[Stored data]
+--
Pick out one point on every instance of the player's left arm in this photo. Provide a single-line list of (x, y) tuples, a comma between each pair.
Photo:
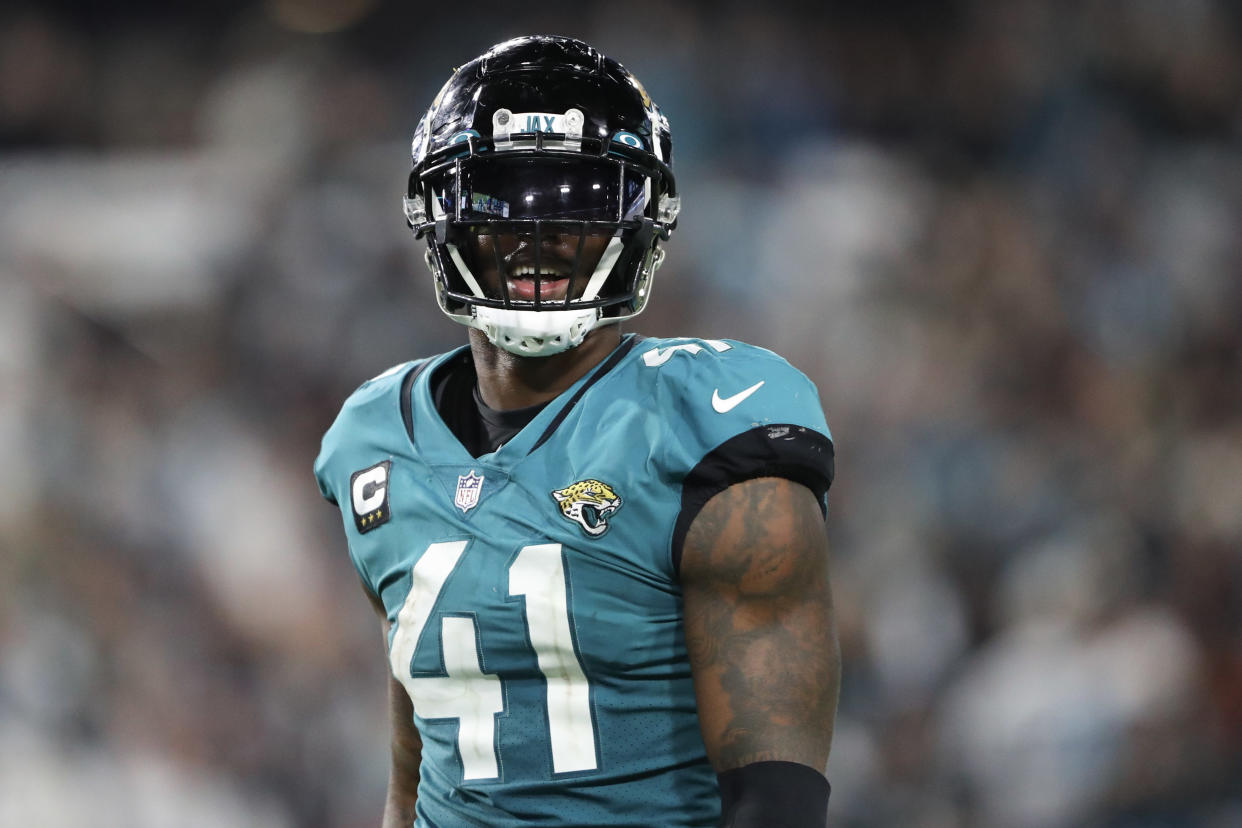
[(763, 649)]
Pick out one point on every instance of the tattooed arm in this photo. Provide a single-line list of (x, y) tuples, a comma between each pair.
[(406, 745), (759, 628)]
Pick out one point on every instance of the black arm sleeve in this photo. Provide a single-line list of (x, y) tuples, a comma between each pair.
[(794, 452), (774, 795)]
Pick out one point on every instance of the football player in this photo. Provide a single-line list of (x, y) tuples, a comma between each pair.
[(599, 559)]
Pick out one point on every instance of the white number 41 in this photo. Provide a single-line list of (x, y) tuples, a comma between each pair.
[(476, 698)]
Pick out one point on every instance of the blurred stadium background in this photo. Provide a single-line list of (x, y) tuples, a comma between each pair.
[(1002, 238)]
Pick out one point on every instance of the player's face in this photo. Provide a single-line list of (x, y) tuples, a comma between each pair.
[(565, 260)]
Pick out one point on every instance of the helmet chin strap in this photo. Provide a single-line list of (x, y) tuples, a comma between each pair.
[(535, 333)]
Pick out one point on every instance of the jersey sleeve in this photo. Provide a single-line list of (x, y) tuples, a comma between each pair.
[(742, 412), (358, 441)]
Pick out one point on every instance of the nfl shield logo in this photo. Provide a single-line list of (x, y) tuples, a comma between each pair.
[(467, 490)]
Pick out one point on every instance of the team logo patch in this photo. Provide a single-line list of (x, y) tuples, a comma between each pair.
[(588, 503), (468, 486), (369, 489)]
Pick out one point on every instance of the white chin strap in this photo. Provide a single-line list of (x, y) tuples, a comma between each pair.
[(534, 333)]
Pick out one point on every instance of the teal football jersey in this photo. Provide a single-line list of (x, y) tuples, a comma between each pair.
[(533, 592)]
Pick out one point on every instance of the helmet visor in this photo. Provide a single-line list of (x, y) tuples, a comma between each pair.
[(494, 188)]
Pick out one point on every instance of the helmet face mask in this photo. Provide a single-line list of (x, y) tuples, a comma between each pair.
[(543, 189)]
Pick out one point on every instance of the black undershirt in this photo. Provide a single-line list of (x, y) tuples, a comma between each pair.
[(478, 427)]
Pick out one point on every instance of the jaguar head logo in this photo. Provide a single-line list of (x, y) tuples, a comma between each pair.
[(588, 503)]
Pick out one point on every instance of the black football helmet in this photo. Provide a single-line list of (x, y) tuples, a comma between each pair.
[(537, 157)]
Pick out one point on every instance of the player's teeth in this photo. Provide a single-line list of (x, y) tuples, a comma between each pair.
[(527, 270)]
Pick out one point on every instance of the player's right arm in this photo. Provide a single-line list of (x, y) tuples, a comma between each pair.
[(406, 745)]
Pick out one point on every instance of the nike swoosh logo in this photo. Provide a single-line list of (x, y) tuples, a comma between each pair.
[(724, 405)]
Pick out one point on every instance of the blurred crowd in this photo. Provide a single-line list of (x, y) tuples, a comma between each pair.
[(1001, 237)]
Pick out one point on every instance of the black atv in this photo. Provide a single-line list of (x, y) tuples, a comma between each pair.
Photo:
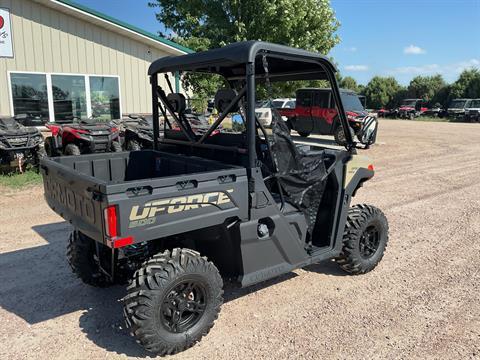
[(84, 136), (20, 146), (137, 131)]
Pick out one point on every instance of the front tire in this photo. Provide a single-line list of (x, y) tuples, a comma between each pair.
[(365, 239), (173, 301), (81, 258)]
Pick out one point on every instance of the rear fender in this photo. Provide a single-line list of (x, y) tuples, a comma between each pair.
[(357, 170)]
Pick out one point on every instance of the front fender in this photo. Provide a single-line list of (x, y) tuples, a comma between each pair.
[(358, 170)]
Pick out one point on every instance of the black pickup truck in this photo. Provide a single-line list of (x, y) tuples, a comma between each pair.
[(177, 219)]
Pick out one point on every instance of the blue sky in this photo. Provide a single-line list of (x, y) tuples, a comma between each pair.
[(402, 38)]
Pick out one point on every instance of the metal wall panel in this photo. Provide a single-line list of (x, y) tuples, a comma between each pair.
[(47, 40)]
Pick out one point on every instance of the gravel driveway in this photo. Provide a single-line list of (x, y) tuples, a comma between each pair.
[(423, 301)]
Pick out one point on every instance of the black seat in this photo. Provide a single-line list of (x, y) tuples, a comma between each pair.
[(177, 102), (301, 175), (223, 98)]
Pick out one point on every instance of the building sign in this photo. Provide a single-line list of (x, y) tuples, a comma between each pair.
[(6, 42)]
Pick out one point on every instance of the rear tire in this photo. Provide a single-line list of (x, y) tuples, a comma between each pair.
[(173, 301), (72, 149), (81, 257), (365, 239)]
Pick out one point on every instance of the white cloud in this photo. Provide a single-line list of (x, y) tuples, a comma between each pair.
[(356, 67), (414, 50), (429, 69)]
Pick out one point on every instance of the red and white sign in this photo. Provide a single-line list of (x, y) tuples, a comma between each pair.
[(6, 41)]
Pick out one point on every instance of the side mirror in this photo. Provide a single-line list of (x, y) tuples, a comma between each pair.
[(368, 133)]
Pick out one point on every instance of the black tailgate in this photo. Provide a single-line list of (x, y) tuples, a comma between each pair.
[(75, 197)]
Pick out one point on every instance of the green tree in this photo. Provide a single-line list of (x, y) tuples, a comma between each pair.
[(207, 24), (381, 91), (467, 85), (425, 87), (349, 83)]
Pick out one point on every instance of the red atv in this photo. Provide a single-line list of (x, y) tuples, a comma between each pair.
[(82, 137), (315, 113)]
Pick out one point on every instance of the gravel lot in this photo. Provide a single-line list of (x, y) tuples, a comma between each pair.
[(421, 302)]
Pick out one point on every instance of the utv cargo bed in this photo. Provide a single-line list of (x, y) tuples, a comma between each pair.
[(150, 197)]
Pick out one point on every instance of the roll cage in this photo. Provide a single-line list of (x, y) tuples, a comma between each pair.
[(242, 65)]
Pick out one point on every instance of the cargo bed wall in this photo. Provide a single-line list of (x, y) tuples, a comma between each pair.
[(137, 165), (157, 194)]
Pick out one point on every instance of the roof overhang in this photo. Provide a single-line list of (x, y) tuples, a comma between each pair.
[(285, 63), (81, 12)]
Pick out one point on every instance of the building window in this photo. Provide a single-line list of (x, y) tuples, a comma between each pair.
[(29, 95), (105, 97), (69, 97), (62, 97)]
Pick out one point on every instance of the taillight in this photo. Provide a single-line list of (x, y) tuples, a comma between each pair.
[(111, 221)]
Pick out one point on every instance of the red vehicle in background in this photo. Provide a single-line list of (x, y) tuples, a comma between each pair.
[(315, 113)]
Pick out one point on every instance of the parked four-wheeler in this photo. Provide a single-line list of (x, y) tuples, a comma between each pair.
[(435, 111), (137, 132), (20, 146), (456, 109), (472, 112), (411, 108), (177, 219), (84, 136), (315, 113)]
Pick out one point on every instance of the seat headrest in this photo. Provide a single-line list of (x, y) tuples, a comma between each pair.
[(223, 98), (178, 102)]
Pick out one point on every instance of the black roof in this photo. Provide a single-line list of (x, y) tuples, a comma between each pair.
[(284, 62)]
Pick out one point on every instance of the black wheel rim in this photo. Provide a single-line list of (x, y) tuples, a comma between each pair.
[(183, 306), (369, 242)]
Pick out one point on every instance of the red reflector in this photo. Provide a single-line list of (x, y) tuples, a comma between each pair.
+--
■ AIM:
Can you output all of these rows as a numbered list, skipping blank lines and leaving out the pictures?

■ COMPLETE OUTPUT:
1. Pick out one point on every instance of the player's left arm in this photo. Provide a single-line list of (x, y) tuples, a comma between each pair.
2. Photo:
3. [(763, 649)]
4. Pick out one point on every instance of the tattooed arm in this photo. Provide a single-line list of (x, y) tuples, a comma between each pair.
5. [(406, 745), (759, 628)]
6. Pick out one point on every instance of the black arm sleeve in this photo. Provide a single-line list of (x, y) tuples, a comma between each pair.
7. [(794, 452), (774, 795)]
8. Pick out one point on every instance of the football player in this photo. Provide a single-line list of (x, y) tuples, a comma between each pair.
9. [(599, 559)]
10. Pick out one point on every instance of the white number 41 in this photo. Provide a single-line list of (x, y) tuples, a comma between each pair.
11. [(476, 698)]
12. Pick out one point on every instance of the blurred stadium background in this photo. Provide a single-line list of (x, y) tuples, a comma between each pair.
13. [(1002, 238)]
14. Pick out one point on every instance of the player's face in this photo. Provide a single-line list of (x, y) tuples, a comma between each pair.
15. [(565, 260)]
16. Pick out one point on every instance of the helmet chin strap in this photo. Provide a single-line list of (x, y) tuples, a comma between each pair.
17. [(535, 333)]
18. Pick out one point on every instance of the jersey sleeve in this photo. Provide a single-line list of (x, y) tuples, a comma between each pair.
19. [(742, 412), (358, 441)]
20. Pick out one point on every instance of the nfl shield logo in this photo. Provide a single-line list of (x, y) tuples, a comma between each pair.
21. [(467, 490)]
22. Pick out one point on every instance of the team logo patch in this photo. Provide a single-line list of (x, y) tuples, a comma between each pair.
23. [(588, 503), (468, 486), (369, 489)]
24. Pick out one point on every instance of the white chin strap in this photo. Provide a single-line list of (x, y) tuples, a comma between each pair.
25. [(534, 333)]
26. Pick out one point on every instance of the teal football jersey in this photo. Provide a single-line list of (x, y) tuples, a comma between each pair.
27. [(533, 592)]
28. Pick out one point on every instance of the helmet visor in this photo. Provide a single-line list of (x, y) tuples, a comma between each pair.
29. [(494, 188)]
30. Pick out one point on every instance of the helmet face mask in this photo. Provide a single-line list of (x, y) tuples, a comma between each pair.
31. [(543, 189)]
32. Pick out one point on every instance of the black undershirt in this photo. Provide a single-line list of (x, y) tuples, a comma between each pair.
33. [(478, 427)]
34. Pick out one point on every instance of the jaguar head logo in this photo. Provide a single-line list of (x, y) tuples, a comma between each pair.
35. [(588, 503)]
36. Pick out one point on every instance of the black football helmet in this photo. Provide a single-line list of (x, y) tuples, a comma between each pair.
37. [(537, 157)]
38. Pick out one point on every instance of the player's teeth in this photo. Provide a single-line list of (x, y) tuples, a comma between each pair.
39. [(527, 270)]
40. Pick out one point on every instance of the player's right arm in this photo. Provide a single-line list of (x, y) tuples, a comma between each pair.
41. [(406, 745)]
42. Pick out one point on every instance of the nike swoosh logo in this photo. Provide a single-line list of (x, y) tuples, a comma between each pair.
43. [(724, 405)]
44. Pick out one point on every instance of the blurred crowd in this photo. Provide a single-line list of (x, y) tuples, a comma between each pair.
45. [(1001, 237)]
46. Pick out one point on every instance of the black atv in this photo. Provide a single-line list of (x, y) tuples, a comma between each pair.
47. Photo:
48. [(84, 136), (20, 146), (137, 131)]
49. Pick out one point on every instance of the front tire in this photo. Provide a single-line list of (x, y) tuples, a comma between each pair.
50. [(365, 239), (173, 301), (81, 258)]
51. Pick out one point on every instance of the rear fender in this photo. Provide a single-line list of (x, y) tuples, a comma between each pair.
52. [(357, 170)]
53. Pick out one point on every instance of the front fender in this photo. Provide a single-line list of (x, y) tuples, a comma between each pair.
54. [(358, 170)]
55. Pick out one point on every instance of the black pickup truck in this photo. Provide a single-line list of (x, y) tuples, a comma between each pair.
56. [(177, 219)]
57. Pick out one point on every instance of the blue sky in this photo. Provide a single-line list of (x, y) tuples, a comma between each pair.
58. [(402, 38)]
59. Pick out one point on every instance of the metal wall panel in this photo. Provide a single-line list of (x, y) tuples, a comma between each pair.
60. [(47, 40)]
61. Pick out one point on every instance of the gravel driveway in this photo. Provide a single-line list of (x, y) tuples, a comma between each pair.
62. [(423, 301)]
63. Pick out one point on every instance of the black seat in this photo. Provide a single-line list of (x, y) tuples, a comma between each pair.
64. [(177, 102), (301, 175), (223, 98)]
65. Pick out one point on every instance of the building sign in this photo. Provide a single-line list of (x, y) tuples, a comma between each pair.
66. [(6, 42)]
67. Pick out one point on every instance of the rear tire in this photo. Provide a single-line list of (x, y) tuples, a comma between each pair.
68. [(173, 301), (72, 149), (81, 257), (365, 239)]
69. Pick out one point on every instance of the white cloud in this photo. Provide a single-line list of (x, y) tuples, a comma between each pair.
70. [(356, 67), (414, 50), (429, 69)]
71. Pick out one point on every instance of the red and white sign in this photo. Provide a single-line list of (x, y) tuples, a comma between each pair.
72. [(6, 41)]
73. Pick out one point on every instance of the side mirror in this photo. Provide a single-line list of (x, y) tuples, a comma between each pair.
74. [(368, 133)]
75. Pick out one point on every instance of the black tailgate in this photo. Provide a single-line list of (x, y) tuples, a comma between each pair.
76. [(75, 197)]
77. Pick out one point on every instance of the green tree in this photo. Provide a single-line list of (x, y) tuples, a comma between each pair.
78. [(207, 24), (381, 91), (467, 85), (425, 87), (349, 83)]
79. Pick out one point on every instance of the red atv in this photo. Provide a single-line list of (x, y) tuples, a comma between each pair.
80. [(82, 137), (315, 113)]
81. Pick out one point on every instance of the gravel lot in this photo. Provide a single-line list of (x, y) tuples, a comma between each pair.
82. [(421, 302)]
83. Pick out one point on every instance of the utv cargo bed in this photo. Provide a single-line list of (x, y) tuples, a comma between each pair.
84. [(150, 197)]
85. Pick out one point on every instance of the roll cage in this photo. Provide a single-line list of (x, y) tuples, a comma between each pair.
86. [(242, 65)]
87. Pick out one point on every instance of the cargo bed wall in this photo. Provide a single-line list of (x, y) tuples, a comma between each pair.
88. [(137, 165), (157, 194)]
89. Pick out one point on every instance of the roof overhang in this photo. Provide a single-line list of (x, y) tuples, a comma between each pair.
90. [(285, 63), (81, 12)]
91. Pick out one point on every instance of the building window in this photo. Provide a single-line list of (x, y) tuples, a comma between each pair.
92. [(29, 95), (105, 97), (69, 97), (62, 97)]
93. Pick out one point on every instance of the taillight in this photo. Provide a single-line list of (x, y) tuples, a comma between each pair.
94. [(111, 221)]
95. Pick out one point on every instance of the red vehicle in background in this photo. Provide a single-line list of (x, y) tuples, a comma between each pair.
96. [(315, 113)]
97. Pick out one point on every instance of the parked four-wheeler in this photo. Provide a single-line list of (x, y) tuples, a comma between each pair.
98. [(435, 111), (137, 132), (20, 146), (456, 109), (472, 112), (411, 108), (177, 219), (84, 136), (315, 113)]
99. Pick out one point on every instance of the seat headrest in this photo. Provide a single-line list of (x, y) tuples, a comma between each pair.
100. [(223, 98), (178, 102)]
101. Pick out one point on every instance of the black roof in this photo. Provide a single-line list of (x, y) tuples, a comma between each pair.
102. [(284, 62)]
103. Pick out one point on every instance of the black wheel rim in this photo. Provide a single-line list of (x, y) tuples, a comma between each pair.
104. [(183, 306), (369, 242)]
105. Pick out one point on every instance of the red reflector in this photo. Provide a single-line list of (x, y) tuples, a comma between each pair.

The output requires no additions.